- **Required actions**:
a. Answer these questions using the article on Chicago census response rates:
(i) What response rate did Illinois have in 2010?
(ii) What is the response rate in the 1st Ward?
(iii) Which Northwest Side ward has the highest response rate, and what share of its households have completed the census?
b. Continue the article on Chicago census response rates, starting after its final sentence.

*** Document segment Section Begins ***

LOGAN SQUARE — The city is tracking how many Chicagoans have filled out the 2020 census — and so far, the numbers out of Logan Square, Humboldt Park and Avondale aren’t very good.
Every Illinois resident not counted in the 2020 census will cost Illinois between $1,400 and $1,800 per year over 10 years, according to Illinois Census Director Oswaldo Alvarez.
“Illinois only had a 70 percent response rate in 2010 and each year the state has gotten about $34 billion just based on our census count. Just imagine if everyone in the state had been counted 10 years ago,” Alvarez said.
Ignoring the survey, which takes about 10 minutes to fill out online, means your neighborhood won’t get its fair share of more than $675 billion per year in federal funds spent on schools, hospitals, roads, public works and other programs.
In the 1st Ward, which includes all or parts of Logan Square, Wicker Park, Ukrainian Village, Humboldt Park and West Town, the response rate is 47.5 percent — almost the same as the citywide rate, which is currently 47.4 percent, according to city data.
The 35th Ward, which includes parts of Logan Square, Hermosa, Avondale Irving Park and Albany Park, has a response rate of about 43 percent.
The 26th Ward, which includes parts of Humboldt Park, West Humboldt Park, Logan Square, Hermosa and West Town, has a response rate of about 40 percent.
In the 31st Ward, which includes parts of Logan Square, Hermosa and Belmont Cragin, the response rate is about 39 percent.
All four wards rank among the middle to lowest response rates in the city.
The Northwest Side ward with the highest response rate is the 32nd Ward, which includes Bucktown, Logan Square, Lincoln Park and Roscoe Village. About 53 percent of households in the 32nd Ward have completed the census, according to city data.
About 48 percent of households in the 33rd Ward have responded to the census. The 33rd Ward includes parts of Avondale, Albany Park, Ravenswood Manor and Irving Park.

*** Document segment Section Ends ***
*** Dataset extract Section Begins ***

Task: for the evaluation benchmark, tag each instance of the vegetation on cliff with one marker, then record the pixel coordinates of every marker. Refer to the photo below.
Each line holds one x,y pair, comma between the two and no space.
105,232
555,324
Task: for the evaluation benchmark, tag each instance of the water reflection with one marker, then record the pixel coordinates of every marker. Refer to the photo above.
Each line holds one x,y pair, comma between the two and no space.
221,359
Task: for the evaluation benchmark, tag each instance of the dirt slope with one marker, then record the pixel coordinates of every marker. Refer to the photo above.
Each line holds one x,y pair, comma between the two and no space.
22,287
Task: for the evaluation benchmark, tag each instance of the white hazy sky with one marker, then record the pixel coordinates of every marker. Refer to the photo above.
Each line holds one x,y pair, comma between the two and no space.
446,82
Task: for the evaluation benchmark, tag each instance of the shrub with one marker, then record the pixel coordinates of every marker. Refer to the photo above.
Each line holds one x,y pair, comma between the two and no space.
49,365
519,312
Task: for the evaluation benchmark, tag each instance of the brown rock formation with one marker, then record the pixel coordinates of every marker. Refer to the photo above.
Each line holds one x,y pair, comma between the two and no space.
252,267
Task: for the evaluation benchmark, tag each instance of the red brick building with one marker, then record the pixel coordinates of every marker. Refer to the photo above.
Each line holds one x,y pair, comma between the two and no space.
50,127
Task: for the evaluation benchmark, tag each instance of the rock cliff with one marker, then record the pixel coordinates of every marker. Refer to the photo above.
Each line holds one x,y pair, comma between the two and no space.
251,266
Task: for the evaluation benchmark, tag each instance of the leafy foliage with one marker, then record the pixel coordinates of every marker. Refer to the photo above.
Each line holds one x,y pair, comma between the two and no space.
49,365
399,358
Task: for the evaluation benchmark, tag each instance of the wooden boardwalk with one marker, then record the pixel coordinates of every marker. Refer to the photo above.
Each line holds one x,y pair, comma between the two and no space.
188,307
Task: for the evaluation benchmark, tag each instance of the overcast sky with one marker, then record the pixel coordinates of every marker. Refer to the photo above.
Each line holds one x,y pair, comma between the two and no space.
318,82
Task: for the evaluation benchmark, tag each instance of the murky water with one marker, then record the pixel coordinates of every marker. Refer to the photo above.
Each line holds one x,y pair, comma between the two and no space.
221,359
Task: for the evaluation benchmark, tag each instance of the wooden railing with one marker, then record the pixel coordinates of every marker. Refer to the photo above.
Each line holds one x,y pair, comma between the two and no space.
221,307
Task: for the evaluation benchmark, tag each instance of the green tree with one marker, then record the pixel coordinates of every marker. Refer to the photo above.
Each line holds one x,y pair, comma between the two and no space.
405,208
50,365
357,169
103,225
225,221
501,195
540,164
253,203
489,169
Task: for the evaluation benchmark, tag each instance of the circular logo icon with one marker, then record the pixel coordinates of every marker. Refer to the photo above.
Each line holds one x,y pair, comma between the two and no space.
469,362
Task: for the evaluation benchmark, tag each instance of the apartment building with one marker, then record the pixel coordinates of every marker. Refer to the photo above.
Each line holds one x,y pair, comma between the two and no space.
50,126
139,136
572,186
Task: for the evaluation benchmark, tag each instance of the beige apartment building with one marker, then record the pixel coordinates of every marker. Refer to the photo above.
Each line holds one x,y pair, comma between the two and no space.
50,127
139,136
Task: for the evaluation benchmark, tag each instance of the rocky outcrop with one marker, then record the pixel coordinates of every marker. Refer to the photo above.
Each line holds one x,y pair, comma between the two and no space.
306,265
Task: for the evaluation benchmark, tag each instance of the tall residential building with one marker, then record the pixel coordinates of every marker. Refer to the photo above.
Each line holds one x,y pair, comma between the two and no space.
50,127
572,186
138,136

*** Dataset extract Section Ends ***

- **List of answers**:
a.
(i) 70 percent
(ii) 47.5 percent
(iii) The 32nd Ward, with about 53 percent of households

b.
The U.S. Census Bureau uses the form to count the country’s entire population every decade as mandated by the constitution. The decennial count is important because it determines federal funding for things like education, child care, workforce training and health care across the state. It also determines the number of political representatives each state gets.
Gov. J.B. Pritzker at an April 1 press conference said the the state risks losing $195 million per year for each 1 percent of the population undercounted.
Illinois is also projected to lose at least one downstate congressional seat due to population loss.
“An undercount in 2020 can lead to us losing even more seats in the U.S. House of Representatives,” Alvarez said. “Count yourself in the census so you have more of a voice in both your local and federal governments.”
As of Tuesday, Illinois ranked ninth for states with the highest response rates, with 58.7 percent, which is higher than the current nationwide response rate of 53.7 percent, according to the U.S. Census Bureau.
State and city officials have long urged Chicagoans to fill out the census but now are limited in their outreach efforts because of the pandemic.
The Tribune found that some Latino neighborhoods are struggling to keep up with other neighborhoods because of the digital divide and because of deportation fears, even though the form does not ask about citizenship. This is the first year households are able to fill out the questionnaire electronically; households are still able to fill it out by mail or phone.